Stored records ▸
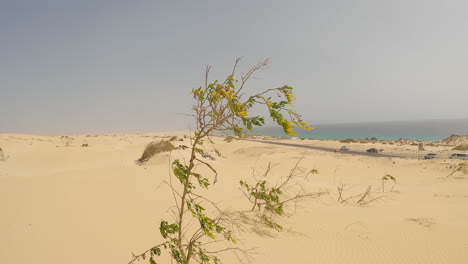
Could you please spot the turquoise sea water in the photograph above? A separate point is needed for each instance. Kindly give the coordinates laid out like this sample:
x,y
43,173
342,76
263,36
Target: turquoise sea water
x,y
433,130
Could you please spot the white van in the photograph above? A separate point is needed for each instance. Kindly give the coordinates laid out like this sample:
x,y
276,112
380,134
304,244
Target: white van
x,y
463,156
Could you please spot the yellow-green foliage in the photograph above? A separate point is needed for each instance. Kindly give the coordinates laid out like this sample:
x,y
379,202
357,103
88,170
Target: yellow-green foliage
x,y
229,139
461,147
154,148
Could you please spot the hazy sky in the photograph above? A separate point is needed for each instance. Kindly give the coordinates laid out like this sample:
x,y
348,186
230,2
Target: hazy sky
x,y
74,67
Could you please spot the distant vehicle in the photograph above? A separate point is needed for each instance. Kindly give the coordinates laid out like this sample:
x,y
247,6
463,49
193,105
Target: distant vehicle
x,y
463,156
430,156
373,150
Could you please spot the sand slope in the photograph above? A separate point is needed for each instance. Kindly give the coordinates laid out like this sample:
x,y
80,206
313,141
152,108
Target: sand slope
x,y
63,203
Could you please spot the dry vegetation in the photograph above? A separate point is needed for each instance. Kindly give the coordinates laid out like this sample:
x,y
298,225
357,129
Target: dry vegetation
x,y
154,148
461,147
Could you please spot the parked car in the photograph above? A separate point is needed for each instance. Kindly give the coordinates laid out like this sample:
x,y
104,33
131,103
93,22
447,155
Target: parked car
x,y
373,150
430,156
463,156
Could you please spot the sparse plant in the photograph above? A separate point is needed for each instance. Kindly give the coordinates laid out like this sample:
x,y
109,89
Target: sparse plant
x,y
461,167
229,139
270,200
154,148
461,147
219,107
348,140
385,178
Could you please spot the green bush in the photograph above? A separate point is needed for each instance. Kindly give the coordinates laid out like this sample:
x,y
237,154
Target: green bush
x,y
154,148
229,139
461,147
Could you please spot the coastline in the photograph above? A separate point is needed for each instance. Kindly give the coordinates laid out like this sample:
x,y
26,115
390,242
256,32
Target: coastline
x,y
55,189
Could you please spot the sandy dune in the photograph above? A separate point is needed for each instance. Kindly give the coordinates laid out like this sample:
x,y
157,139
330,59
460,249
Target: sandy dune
x,y
64,203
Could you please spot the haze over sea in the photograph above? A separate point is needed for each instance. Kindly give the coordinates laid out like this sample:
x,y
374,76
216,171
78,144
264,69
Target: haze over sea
x,y
426,130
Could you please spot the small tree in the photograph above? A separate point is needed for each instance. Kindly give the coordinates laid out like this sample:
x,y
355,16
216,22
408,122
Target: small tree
x,y
219,106
385,178
270,200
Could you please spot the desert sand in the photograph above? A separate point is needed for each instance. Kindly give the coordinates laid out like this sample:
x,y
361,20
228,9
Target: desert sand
x,y
61,202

Aim of the exercise ▸ Write the records above out again word for word, skipping each picture.

Solution to this problem ▸
Could you please spot the turquoise sea water in the photograph above? A separate point is needed for each instance. Kindly give the coordinates laid out like this sample:
x,y
43,173
342,76
263,36
Target: turquoise sea water
x,y
433,130
Could you please spot the white van in the photograph above? A separate point is needed for each instance. Kindly give the coordinates laid out like this sample:
x,y
276,112
380,134
304,244
Target: white van
x,y
463,156
Could you please spot the yellow-green foliage in the photograph above? A separate point is needed for each instance. Kindly give the coordinates laid out like this sample:
x,y
379,202
357,103
88,170
Target: yellow-green foliage
x,y
229,139
461,147
154,148
Could you please spot the hazy sky in the photograph above? A separate point is needed for each instance. Kindly give the coordinates laid out like this sample:
x,y
348,186
230,2
Target: hazy sky
x,y
74,67
Could you please spot the distant vehicle in the photograph above? A separate point is needed for each instance. Kindly give the coordinates laid out like this sample:
x,y
247,6
463,49
193,105
Target: distant vehicle
x,y
463,156
430,156
373,150
Could you please spot the sand slope in the photograph above? A separate point is needed for each instance. Kindly give the coordinates laid out like this sample:
x,y
80,206
313,141
152,108
Target: sand slope
x,y
63,203
Could you please spot the dry vegetation in the photograph above? A separate point is needed for each instance. Kindly give the coordinates laid out like this sample:
x,y
298,225
357,129
Target: dry vegetation
x,y
154,148
461,147
Could you please spot the parked car in the photograph above? A separate point is needed for each instance. Kindly give the coordinates laid out like this sample:
x,y
104,33
131,103
93,22
447,155
Target: parked car
x,y
373,150
430,156
463,156
Could you please spot the sparse plant in the photograph above? A separate point is needed for each instance. Kindly give the coordinates laid out like this sample:
x,y
109,89
Target: sparse plant
x,y
461,167
229,139
270,200
154,148
461,147
219,107
348,140
385,178
Could you please spot the green bush in the photograph above? A separate point is needed for each instance. Kindly give the coordinates laid out like this sample:
x,y
237,154
Target: green bush
x,y
154,148
229,139
461,147
Could you please spot the coastline in the photograph above? A separate point is needed for each instance. Kindly give the coordinates laid out like this sample:
x,y
26,115
390,242
256,32
Target: coastline
x,y
55,189
Could you please spot the sandy dune in the photograph above? A separate point is needed for each instance. Kindly give the coordinates laid out like this sample:
x,y
157,139
330,59
460,249
Target: sandy dune
x,y
64,203
Could you please spot the haze over sea in the photograph above? A separate point is needed for each instance. Kindly give the coordinates laid out like this sample:
x,y
374,76
216,171
78,144
264,69
Target: haze over sea
x,y
426,130
Could you please spot the small tree in the photograph above? A separate point is needed for each instance. Kindly give the coordinates laid out like this sample:
x,y
355,16
216,22
408,122
Target: small tree
x,y
219,106
385,178
270,200
Could you please spot the desert sand in the photograph above? A separate point is needed for each instance. Kindly give the coordinates laid out like this sample:
x,y
361,20
228,9
Target: desert sand
x,y
61,202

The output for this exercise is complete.